## Reading text
┄┄┄┄┄┄┄┄┄┄

Cannabis Use Disorder, is that when you get so high you can’t figure out how to smoke anymore?
Cannabis use disorder, also known as CUD or cannabis/marijuana addiction, is a psychological disorder described in DSM 5 as "the continued use of cannabis despite clinically significant impairment." This includes people being unable to cut down on their usage despite wanting to, those who often use it despite finding it severely impairs their ability to function, or those who are putting themselves in danger to secure access to the drug.
While an understanding that marijuana can be addictive has existed for some time, and the image of the pothead who smokes so much they can hardly function is prevalent in our society, the effects of legalization on addiction rates have somehow gone understudied until now. Importantly, previous studies had failed to consider usage rates amongst populations over the age of 25.
In the new study, published in JAMA Psychiatry, focused on self-reported data on monthly drug use in four states where marijuana is now legal, Colorado, Washington, Alaska, and Oregon, from both before and after the drug was legalized in each state and compared it to others which have not yet legalized.
The data gave insights into the drug use habits of the respondents and specifically gave information about if they had smoked at all in the last month, the frequency of their drug use, and if they had ever had issues with how much they were using drugs.The researchers ultimately considered the responses of 505,796 individuals.
The increase in cannabis usage they found was considerable. The number of respondents over the age of 26 who claimed to have used the drug in the last month went up by 23% compared with their counterparts in states that have yet to legalize. Abuse of the drug by this group rose by 37%.
Teen usage rose by 25%, and addiction rates rose as well. This increase was small, though, and the authors have suggested it may be due to an unknown factor. The rate of usage or abuse for respondents between the ages of 18 and 25 did not increase at all.
After breaking the results down by demographics, the primary finding held; adults over the age of 26 are using marijuana more often when it is legalized, and they are starting to use it too much.
The grain of salt
As in any study where findings are self-reported, the exact numbers you see here should be taken with a grain of salt. They could be slightly higher or lower. As this study relies on people self-reporting their usage of a drug that is still illegal in many places, it is very possible that the apparent spike in addiction rates is caused by more accurate reporting, as people who live in an area where pot is still illegal may be less likely to report smoking it every day.
And it should be repeated a thousand times over that correlation and causation are not the same thing. There could be some unknown factor causing these increases in each case.
Despite these qualifications, the study is still useful in giving us a general sense of what may happen in states that have yet to legalize.
What does this mean for society and drug users?
While claims of "reefer madness" are greatly exaggerated, marijuana has several well established and thoroughly studied side effects. While occasional use isn't terribly harmful, addiction can be. Lead author Magdalena Cerdá of New York University explains in the study that heavy marijuana use is associated with "psychological and physical health concerns, lower educational attainment, decline in social class, unemployment, and motor vehicle crashes."

┄┄┄┄┄┄┄┄┄┄

## Records provided
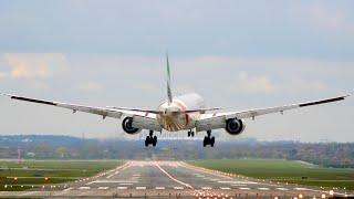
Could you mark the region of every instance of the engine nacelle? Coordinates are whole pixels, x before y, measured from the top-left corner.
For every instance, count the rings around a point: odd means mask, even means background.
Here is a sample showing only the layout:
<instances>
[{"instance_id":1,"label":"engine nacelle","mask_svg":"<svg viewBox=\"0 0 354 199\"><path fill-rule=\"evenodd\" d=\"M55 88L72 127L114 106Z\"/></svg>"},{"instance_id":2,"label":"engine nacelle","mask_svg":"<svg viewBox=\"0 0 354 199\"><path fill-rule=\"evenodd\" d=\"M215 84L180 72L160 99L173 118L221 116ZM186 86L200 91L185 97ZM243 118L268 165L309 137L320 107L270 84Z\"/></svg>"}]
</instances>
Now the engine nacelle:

┄┄┄┄┄┄┄┄┄┄

## Exercises
a) In the cannabis article, retype everything from "Teen usage rose" down to "it too much.".
b) List the states that the cannabis article says have legalized marijuana and that the new study covered.

## Solutions
a)
Teen usage rose by 25%, and addiction rates rose as well. This increase was small, though, and the authors have suggested it may be due to an unknown factor. The rate of usage or abuse for respondents between the ages of 18 and 25 did not increase at all.
After breaking the results down by demographics, the primary finding held; adults over the age of 26 are using marijuana more often when it is legalized, and they are starting to use it too much.

b) Colorado, Washington, Alaska, Oregon